[WORK ORDER] Format the lines below as a numbered list, leaving out blank lines and the pictures.

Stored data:
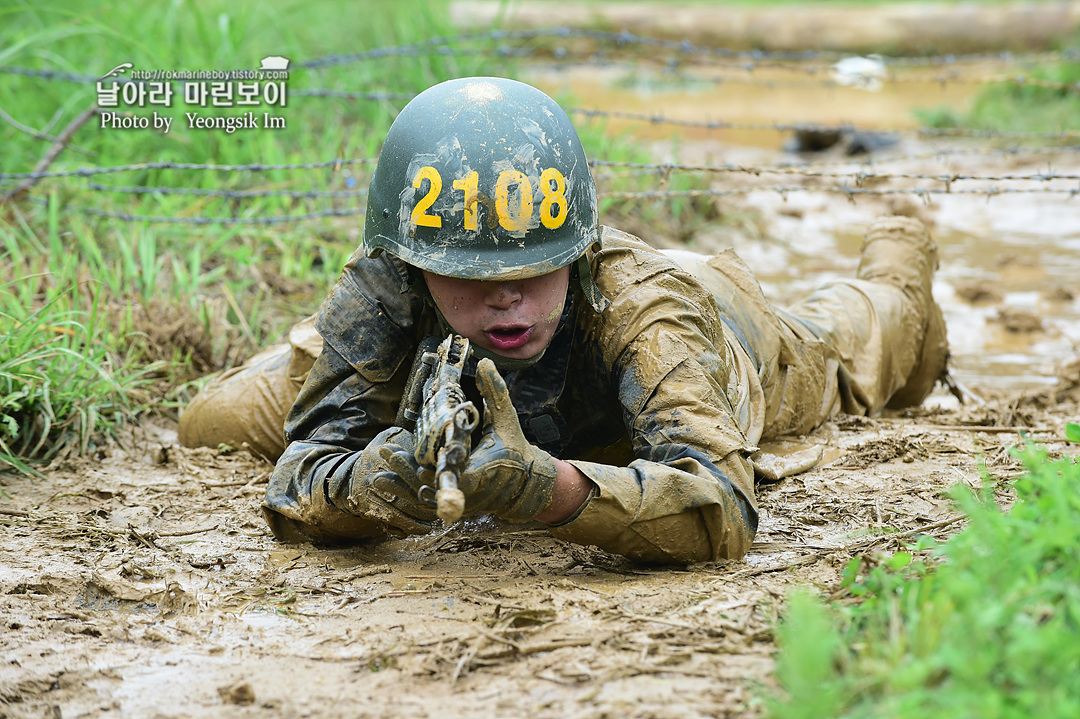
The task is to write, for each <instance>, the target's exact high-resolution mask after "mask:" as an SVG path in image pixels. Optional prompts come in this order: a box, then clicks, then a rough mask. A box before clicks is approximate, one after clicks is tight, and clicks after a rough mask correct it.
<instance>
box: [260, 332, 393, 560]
mask: <svg viewBox="0 0 1080 719" xmlns="http://www.w3.org/2000/svg"><path fill="white" fill-rule="evenodd" d="M403 383H404V378H403V377H399V375H397V374H395V375H394V376H393V377H391V378H390V379H389V380H388V381H384V382H372V381H368V380H367V379H365V378H364V377H363V376H362V375H361V374H359V372H357V371H355V369H354V368H353V366H352V365H350V364H349V363H348V362H347V361H346V360H345V358H343V357H342V356H341V355H340V354H339V353H338V352H337V351H335V350H334V348H333V347H330V345H329V343H327V344H326V345H325V347H324V349H323V352H322V354H321V355H320V356H319V360H316V361H315V364H314V366H313V367H312V368H311V374H310V375H309V377H308V380H307V382H306V383H305V385H303V388H302V389H301V390H300V394H299V396H298V397H297V399H296V404H295V405H294V406H293V409H292V410H291V411H289V413H288V417H287V418H286V420H285V439H286V445H287V446H286V447H285V452H284V453H283V455H282V456H281V458H280V459H279V460H278V464H276V465H275V466H274V470H273V473H272V474H271V476H270V483H269V486H268V487H267V493H266V497H265V499H264V503H262V512H264V516H265V517H266V519H267V523H268V524H269V525H270V528H271V530H272V531H273V533H274V535H275V537H278V538H279V539H281V540H283V541H299V540H305V539H313V540H320V541H338V540H343V539H360V538H365V537H378V535H383V534H384V533H386V531H387V528H386V527H384V526H383V525H381V524H379V523H375V521H372V520H369V519H366V518H363V517H359V516H355V514H354V513H353V512H352V510H354V507H351V503H350V499H351V497H350V494H351V492H350V488H351V485H352V476H353V472H354V471H355V469H356V466H357V462H359V461H360V460H361V450H362V449H363V448H364V447H366V446H367V444H368V443H369V442H370V440H372V439H373V438H374V437H375V436H376V435H377V434H378V433H379V432H381V431H382V430H384V429H387V428H388V426H390V425H391V424H393V421H394V415H395V412H396V407H397V403H399V402H400V399H401V395H402V385H403Z"/></svg>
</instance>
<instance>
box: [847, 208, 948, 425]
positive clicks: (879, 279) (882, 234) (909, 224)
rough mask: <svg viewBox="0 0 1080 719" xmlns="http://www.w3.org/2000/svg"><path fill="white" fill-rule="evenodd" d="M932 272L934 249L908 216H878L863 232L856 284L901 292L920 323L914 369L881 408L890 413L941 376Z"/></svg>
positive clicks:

[RESULT OF THIS TASK]
1. The task is to write, for each <instance>, the target's exact high-resolution mask after "mask:" as an SVG path in image pixels. Optional prompts come in this order: a box, then clicks, then a rough mask. A box before clicks is approximate, one after clicks is tight, and clicks after a rough mask correct it.
2. <instance>
3. box: [260, 332, 393, 560]
4. mask: <svg viewBox="0 0 1080 719" xmlns="http://www.w3.org/2000/svg"><path fill="white" fill-rule="evenodd" d="M403 383H404V378H403V377H399V375H397V374H395V375H394V376H393V377H391V378H390V379H389V380H388V381H384V382H372V381H368V380H367V379H365V378H364V377H363V376H362V375H361V374H359V372H357V371H355V369H354V368H353V366H352V365H350V364H349V363H348V362H347V361H346V360H345V358H343V357H342V356H341V355H340V354H339V353H338V352H337V351H335V350H334V348H333V347H330V345H329V343H327V344H326V345H325V347H324V349H323V352H322V354H321V355H320V356H319V360H316V361H315V364H314V366H313V367H312V368H311V374H310V375H309V377H308V380H307V382H306V383H305V385H303V388H302V389H301V390H300V394H299V396H298V397H297V399H296V404H295V405H294V406H293V409H292V410H291V411H289V413H288V417H287V418H286V420H285V439H286V445H287V446H286V447H285V452H284V453H283V455H282V456H281V458H280V459H279V460H278V464H276V465H275V466H274V470H273V473H272V474H271V476H270V483H269V486H268V487H267V493H266V497H265V499H264V503H262V512H264V516H265V517H266V519H267V523H268V524H269V525H270V528H271V530H272V531H273V533H274V535H275V537H278V538H279V539H281V540H283V541H299V540H305V539H313V540H320V541H338V540H343V539H360V538H365V537H378V535H383V534H384V533H386V531H387V528H386V527H384V526H383V525H381V524H379V523H375V521H372V520H369V519H366V518H363V517H359V516H355V514H354V513H353V512H352V510H354V507H351V503H350V499H351V497H350V494H351V492H350V488H351V485H352V476H353V472H354V471H355V469H356V466H357V462H359V461H360V460H361V450H362V449H363V448H364V447H366V446H367V444H368V443H369V442H370V440H372V439H373V438H374V437H375V436H376V435H377V434H378V433H379V432H381V431H382V430H384V429H387V428H388V426H390V425H391V424H393V421H394V415H395V412H396V407H397V403H399V402H400V399H401V395H402V385H403Z"/></svg>
5. </instance>
6. <instance>
7. box: [847, 208, 948, 425]
8. positive clicks: (879, 279) (882, 234) (909, 224)
9. rough mask: <svg viewBox="0 0 1080 719" xmlns="http://www.w3.org/2000/svg"><path fill="white" fill-rule="evenodd" d="M932 272L934 249L908 216H878L863 232L856 284L901 292L920 323L914 369L881 408L890 413L941 376Z"/></svg>
10. positive clicks:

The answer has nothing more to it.